> _SUPPLIED RECORDS_:
***
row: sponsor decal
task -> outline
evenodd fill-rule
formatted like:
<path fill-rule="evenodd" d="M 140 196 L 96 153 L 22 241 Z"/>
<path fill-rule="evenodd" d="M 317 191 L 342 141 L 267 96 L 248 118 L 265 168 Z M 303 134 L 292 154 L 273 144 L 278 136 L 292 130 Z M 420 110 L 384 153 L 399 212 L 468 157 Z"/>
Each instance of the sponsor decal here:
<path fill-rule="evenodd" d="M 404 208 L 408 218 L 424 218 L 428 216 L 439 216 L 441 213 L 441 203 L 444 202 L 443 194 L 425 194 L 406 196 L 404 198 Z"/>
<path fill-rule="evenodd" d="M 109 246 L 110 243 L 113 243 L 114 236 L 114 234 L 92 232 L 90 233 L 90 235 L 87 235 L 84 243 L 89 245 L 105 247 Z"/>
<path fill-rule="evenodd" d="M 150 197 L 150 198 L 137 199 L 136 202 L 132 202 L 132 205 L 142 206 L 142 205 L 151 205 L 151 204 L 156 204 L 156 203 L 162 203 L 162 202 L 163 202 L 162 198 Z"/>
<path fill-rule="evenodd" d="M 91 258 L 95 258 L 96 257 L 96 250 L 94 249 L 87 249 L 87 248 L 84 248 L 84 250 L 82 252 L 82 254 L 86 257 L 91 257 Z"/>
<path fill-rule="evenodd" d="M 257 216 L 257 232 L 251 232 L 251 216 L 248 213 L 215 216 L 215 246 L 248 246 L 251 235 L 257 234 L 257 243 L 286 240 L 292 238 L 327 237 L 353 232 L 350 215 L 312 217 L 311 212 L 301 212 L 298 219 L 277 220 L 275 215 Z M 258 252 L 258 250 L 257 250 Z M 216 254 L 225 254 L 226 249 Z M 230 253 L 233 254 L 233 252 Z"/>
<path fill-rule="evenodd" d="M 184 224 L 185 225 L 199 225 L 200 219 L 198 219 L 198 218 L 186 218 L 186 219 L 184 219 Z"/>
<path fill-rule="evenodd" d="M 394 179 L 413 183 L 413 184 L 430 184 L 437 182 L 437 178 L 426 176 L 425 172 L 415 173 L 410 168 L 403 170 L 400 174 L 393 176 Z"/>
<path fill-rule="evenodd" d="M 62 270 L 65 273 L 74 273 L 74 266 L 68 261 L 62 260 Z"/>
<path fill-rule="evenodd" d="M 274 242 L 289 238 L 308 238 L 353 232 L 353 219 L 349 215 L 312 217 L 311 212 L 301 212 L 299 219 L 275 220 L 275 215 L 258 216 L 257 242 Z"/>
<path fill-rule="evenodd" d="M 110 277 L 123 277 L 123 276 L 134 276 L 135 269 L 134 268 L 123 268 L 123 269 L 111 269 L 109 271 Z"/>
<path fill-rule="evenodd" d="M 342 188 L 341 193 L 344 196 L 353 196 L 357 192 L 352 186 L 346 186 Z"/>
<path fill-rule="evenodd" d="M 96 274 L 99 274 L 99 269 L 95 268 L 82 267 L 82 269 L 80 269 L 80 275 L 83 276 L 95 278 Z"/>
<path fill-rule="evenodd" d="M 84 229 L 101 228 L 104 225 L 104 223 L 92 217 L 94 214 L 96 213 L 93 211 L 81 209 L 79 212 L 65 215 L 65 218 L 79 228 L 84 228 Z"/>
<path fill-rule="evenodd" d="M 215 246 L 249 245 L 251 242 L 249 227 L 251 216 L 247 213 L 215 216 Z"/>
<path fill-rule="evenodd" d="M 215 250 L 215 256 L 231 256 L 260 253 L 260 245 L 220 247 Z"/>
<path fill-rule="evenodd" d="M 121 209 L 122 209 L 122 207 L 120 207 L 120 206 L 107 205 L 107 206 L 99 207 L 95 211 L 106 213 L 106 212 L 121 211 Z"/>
***
> _WORK REQUIRED_:
Please pick out every line in the data above that contains the string "sponsor", and copy each one in full. Case counts.

> _RESPONSE FOR THIS EXERCISE_:
row: sponsor decal
Each instance of the sponsor decal here:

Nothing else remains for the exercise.